> _DOCUMENT PASSAGE_:

There is no doubt that the recent Olympics have been a great showcase for Great Britain and they also served to highlight the value of fitness and good health to all of us whatever our age may be.
And didn’t we do well in every way…Team GB and LOCOG are to be congratulated for a truly magnificent Olympian effort.
It received worldwide coverage of course and some very interesting stories emerged as a result of that including the comments by a previous Olympic heroine, now a Team GB Mentor, the one and only Dame Kelly Holmes who stated categorically that she had no patience with ‘snort merchants’.
“It winds me up so much,” declared the double gold medallist. She wasn’t even talking about partners in bed. So profound is her hatred of the habit that, in the past, she has woken up “countless” snorers on planes when she is travelling. “Now, I’ll either knock past someone deliberately, or tell the hostess to wake them otherwise I’m going to smother them,” she added.
Another wonderful story or two emerged during the Olympics from one of my favourite columnists in the British National Press, Leo McKinstry, a regular writer for many of our better quality publications who confessed to the following.
“To give you an indication of how loud my snoring is, I was chatting to a neighbour the other day and he mentioned, to my embarrassment, that he could actually hear me from his garden early in the morning – even though I sleep on the third floor of our house”.
In his defence he said that he came from from a family of heavy snorers and that some of his male relatives could have competed for Team GB if snoring were an Olympic sport.
Even in his youth, he could easily wreck the peace of the night. On one occasion, he went to a student party at a friend’s house in Brighton and, once the drink had run out, a large group of them bedded down in sleeping bags on the floor of an upper room.
The next morning, he woke up on the floor of the kitchen, still in his sleeping bag. When he asked his friend how on earth he had got there, he told him that the other partygoers were so fed up with his snoring that they lifted him up and put him downstairs and he had slept through the whole thing.
There are many claimed solutions to the problem of snoring – even surgery. One could take the ultimate step by having an operation on the nose, just as the Labour leader Ed Miliband did last year. But there is always a small risk with invasive surgery, and, besides, I gather the success rate is not that high. Indeed, judging by the way he still speaks, the operation on Red Ed’s nasal passage hardly seems to have worked at all.
So the Olympics may be over – but the problem of snoring goes on. Take expert advice if you are a sufferer and consult your Doctor or Dentist. The NHS has simple approved methods to help that can remove the problem for many with little effort and minimal expense – and the relief is instant – a simple mouthpiece that is easy to wear at night and helps to keep the airways open.
You’ll breathe better – minimise your snoring or even eradicate it totally – sleep well – and your bedfellow too will breathe a sigh of relief.
You will have achieved a real Gold Medal result.

> _EXERCISE 1_: Can you condense the paragraph of the snoring article that begins "There are many claimed solutions" into a short list that keeps its main facts?
> _EXERCISE 2_: Could you edit the snoring article from "Even in his" up to and including "the whole thing.", putting "living room" in place of "kitchen"?

Dataset entries:
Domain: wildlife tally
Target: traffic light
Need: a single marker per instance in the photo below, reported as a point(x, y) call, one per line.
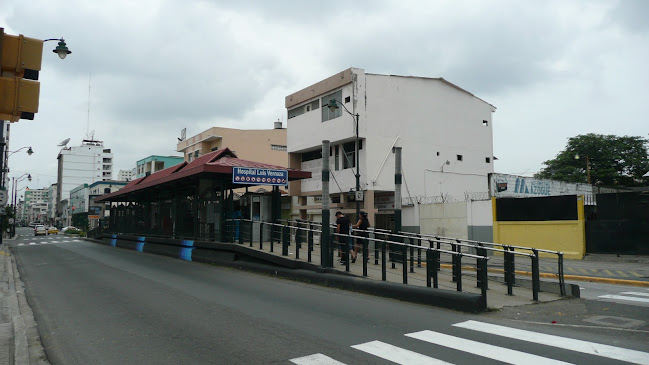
point(20, 61)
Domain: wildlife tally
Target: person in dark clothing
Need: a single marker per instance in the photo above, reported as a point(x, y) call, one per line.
point(362, 225)
point(342, 228)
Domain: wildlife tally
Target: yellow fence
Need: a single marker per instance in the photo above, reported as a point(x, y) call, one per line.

> _TASK RESPONSE 1_:
- Many solutions to snoring are claimed, including surgery.
- Labour leader Ed Miliband had an operation on his nose last year.
- Invasive surgery always carries a small risk, and its success rate is reportedly not high.
- Judging by how he still speaks, his operation hardly seems to have worked.

> _TASK RESPONSE 2_:
Even in his youth, he could easily wreck the peace of the night. On one occasion, he went to a student party at a friend’s house in Brighton and, once the drink had run out, a large group of them bedded down in sleeping bags on the floor of an upper room.
The next morning, he woke up on the floor of the living room, still in his sleeping bag. When he asked his friend how on earth he had got there, he told him that the other partygoers were so fed up with his snoring that they lifted him up and put him downstairs and he had slept through the whole thing.